━━ Provided passage

New academic analysis shows the level 4 lockdown in New Zealand not only allowed the country to catch up to Australia, but surpass it in terms of per capita Covid-19 cases.
The daily case rate in New Zealand has been only 59 per cent that of Australia since the start of a 33-day lockdown, according to Otago University Associate Professor Brian Cox, a medically-trained epidemiologist and specialist in public health.
His analysis shows that New Zealand's rate of confirmed cases per capita was far higher than Australia's at the start of the lockdown, but drew level after about three and a half weeks and is now well below Australia's.
Currently New Zealand has 229 confirmed cases (not including probable) and 3.9 deaths per million people, compared to Australia's 269 confirmed cases and 3.4 deaths.
"If we hadn't locked down when we had, it would have just taken off and we would have been way above Australia," Cox told the Herald.
His work comes amid calls that New Zealand could have had more lenient lockdown rules, as Australia has appeared to have achieved similar public health outcomes while allowing hairdressers, retailers, construction and manufacturing to continue operating.
Infectious diseases physician and microbiologist Professor Peter Collignon told the Daily Mail Australia that while both countries had seemingly quashed Covid-19, "Australia has achieved it with less collateral damage".
"We've been able to achieve success results without the severe social or economic impacts the lockdown has had in New Zealand."
Prime Minister Jacinda Ardern has pushed back strongly on any suggestion that the lockdown measures in New Zealand were too severe.
"We should not confuse the success of our actions with overreaction, and there is plenty of proof around the world of the devastating result of responding too late."
Cox's analysis shows that New Zealand's lockdown had been far more successful than Australia's.
"Our lockdown was more effective and we certainly couldn't have gone another week before we did that. That would have been a mess, otherwise."
Cox compared the two countries from the first day of each country's epidemic - or the day each country reached four confirmed cases per New Zealand's 4.9 million people.
"Four separate cases are considered suggestive of community spread," Cox said.
That starting point was March 7 in New Zealand and February 22 in Australia.
Cox then tracked the three-day rolling average in the daily confirmed case rate to iron out daily spikes.
The rate of per-capita daily cases rose in New Zealand far more rapidly than in Australia, and New Zealand's lockdown started 19 days into the epidemic while Australia took four to five weeks to implement different restrictions in different states.
Last week epidemiologist Sir David Skegg said that the slower initial growth rate in Australia was perhaps because its public health units were far better resourced.
The equivalent units in New Zealand had been drastically underfunded by successive Labour- and National-led governments, Skegg told the Epidemic Response Committee.
Cox added that the number of cases took off in New Zealand because there were so many clusters.

━━━━

▸ Work task
In the lockdown article, how long was New Zealand's lockdown?

━━ Exercise data

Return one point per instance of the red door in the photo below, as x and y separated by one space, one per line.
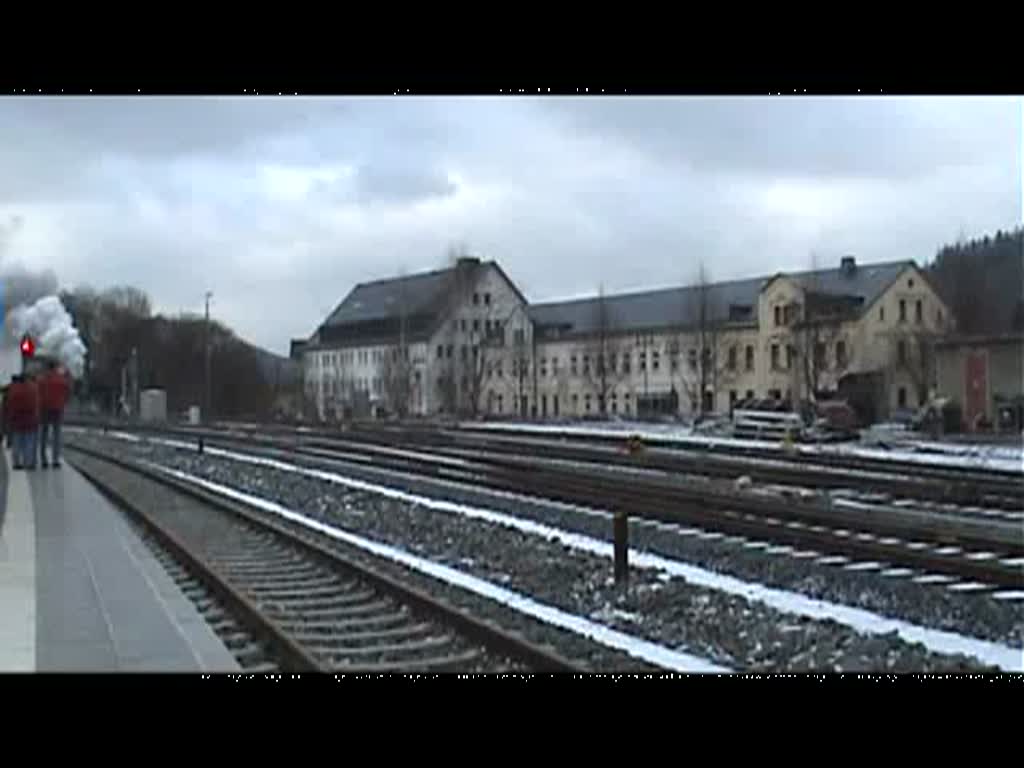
976 387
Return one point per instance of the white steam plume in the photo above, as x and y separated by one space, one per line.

━━━━

▸ Result of this exercise
33 days.